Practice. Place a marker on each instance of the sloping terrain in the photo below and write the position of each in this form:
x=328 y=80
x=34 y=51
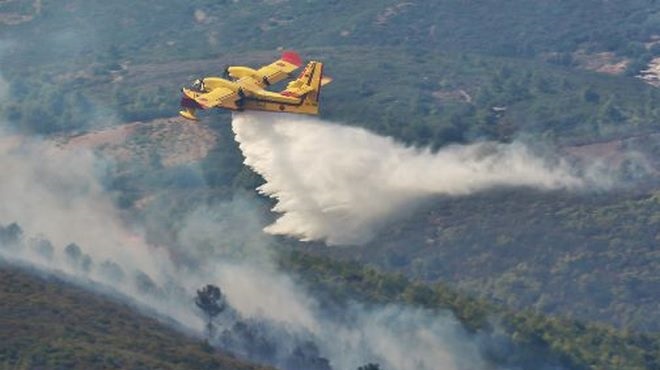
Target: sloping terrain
x=46 y=323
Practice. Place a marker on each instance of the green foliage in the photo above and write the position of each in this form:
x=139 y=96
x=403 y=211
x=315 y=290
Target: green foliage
x=573 y=344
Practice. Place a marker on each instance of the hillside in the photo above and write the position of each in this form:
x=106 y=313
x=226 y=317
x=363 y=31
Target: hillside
x=46 y=323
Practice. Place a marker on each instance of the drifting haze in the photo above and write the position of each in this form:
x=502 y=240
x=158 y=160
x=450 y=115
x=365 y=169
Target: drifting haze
x=56 y=197
x=341 y=184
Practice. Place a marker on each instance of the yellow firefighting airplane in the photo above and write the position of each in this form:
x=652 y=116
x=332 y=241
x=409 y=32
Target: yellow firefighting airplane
x=244 y=89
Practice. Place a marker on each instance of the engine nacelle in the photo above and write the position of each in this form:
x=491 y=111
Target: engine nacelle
x=239 y=72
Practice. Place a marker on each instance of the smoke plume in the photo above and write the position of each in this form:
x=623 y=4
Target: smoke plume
x=56 y=216
x=341 y=184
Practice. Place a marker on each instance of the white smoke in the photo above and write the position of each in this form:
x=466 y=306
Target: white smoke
x=55 y=194
x=340 y=184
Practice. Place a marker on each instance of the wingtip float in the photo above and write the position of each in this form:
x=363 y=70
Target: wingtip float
x=245 y=89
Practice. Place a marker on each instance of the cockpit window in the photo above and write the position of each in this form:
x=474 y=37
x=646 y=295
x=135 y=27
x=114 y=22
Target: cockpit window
x=198 y=85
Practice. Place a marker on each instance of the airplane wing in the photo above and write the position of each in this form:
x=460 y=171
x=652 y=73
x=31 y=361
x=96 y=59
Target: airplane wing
x=280 y=69
x=216 y=97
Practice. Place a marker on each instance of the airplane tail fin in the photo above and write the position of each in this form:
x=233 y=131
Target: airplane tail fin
x=308 y=86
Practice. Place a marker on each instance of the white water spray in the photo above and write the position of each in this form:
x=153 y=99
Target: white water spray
x=340 y=184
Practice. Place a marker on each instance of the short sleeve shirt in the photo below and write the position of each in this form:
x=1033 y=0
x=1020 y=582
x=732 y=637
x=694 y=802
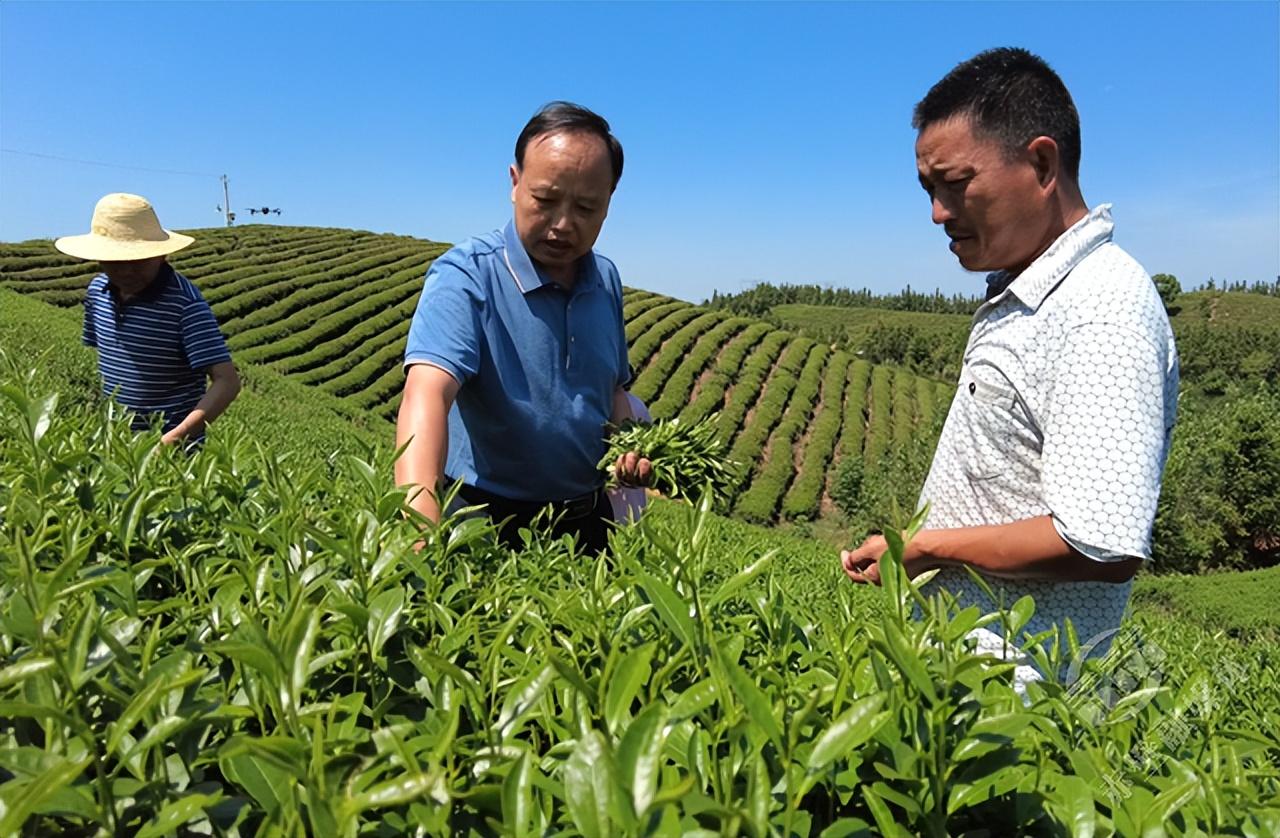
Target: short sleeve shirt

TASK DIRECTIONS
If the data includes images, skip them and copy every line exactly.

RESULT FOR THIS EXERCISE
Practice. Place a marker on each instance of the sloping terrain in the photo below and write the position of each in this form:
x=328 y=80
x=34 y=51
Target: sloping terrain
x=46 y=323
Practice. Place a marker on each instance of the green foliage in the photo above and write the position of each in this form:
x=139 y=96
x=403 y=211
x=315 y=290
Target: green foliage
x=573 y=344
Practice. Place a marker on each instance of the hillside in the photo above and write the position of each in this form:
x=106 y=313
x=226 y=317
x=363 y=31
Target: hillside
x=46 y=323
Practice. Place a marker on each instance of the drifting haze in the photo above and write the position of each in this form:
x=502 y=240
x=158 y=160
x=450 y=115
x=365 y=169
Target: drifting haze
x=56 y=197
x=341 y=184
Practice. Place a marker on each instance of the yellow firefighting airplane in the photo above and write the position of each in this form:
x=652 y=116
x=332 y=241
x=409 y=32
Target: yellow firefighting airplane
x=244 y=89
Practice. Place a marker on each instance of the engine nacelle in the photo above and write the position of each in this form:
x=491 y=111
Target: engine nacelle
x=239 y=72
Practice. Place a marker on each instance of the smoke plume in the photo above and write the position of each in this form:
x=623 y=4
Target: smoke plume
x=56 y=216
x=341 y=184
Practice. Place a marker on each instance of the white smoke in the photo above and write the position of each in this form:
x=466 y=306
Target: white smoke
x=55 y=194
x=340 y=184
Practice. Place a marker on each instance of the wingtip float in the photo above and write the position of each in this form:
x=363 y=70
Target: wingtip float
x=245 y=89
Practice. Place a marker on each instance of the cockpit window in the photo above and write the position of each in this form:
x=474 y=37
x=646 y=295
x=135 y=27
x=114 y=22
Target: cockpit window
x=198 y=85
Practice. Place a marker on each instance of the airplane wing in the photo above and write the position of each in this form:
x=460 y=171
x=652 y=73
x=31 y=361
x=96 y=59
Target: airplane wing
x=280 y=69
x=216 y=97
Practice. Place a marker on each instance of the airplane tail fin in the photo above and write the position of each in this form:
x=233 y=131
Target: airplane tail fin
x=308 y=86
Practice. Place a marker on each instance of the white water spray in the photo above and write the position of each in this form:
x=153 y=99
Target: white water spray
x=340 y=184
Practice. Place a marker on each instance of the short sleeve shirt in the photo below and write the position of each in this form:
x=1033 y=0
x=1020 y=582
x=732 y=637
x=694 y=802
Target: short sleeve shirt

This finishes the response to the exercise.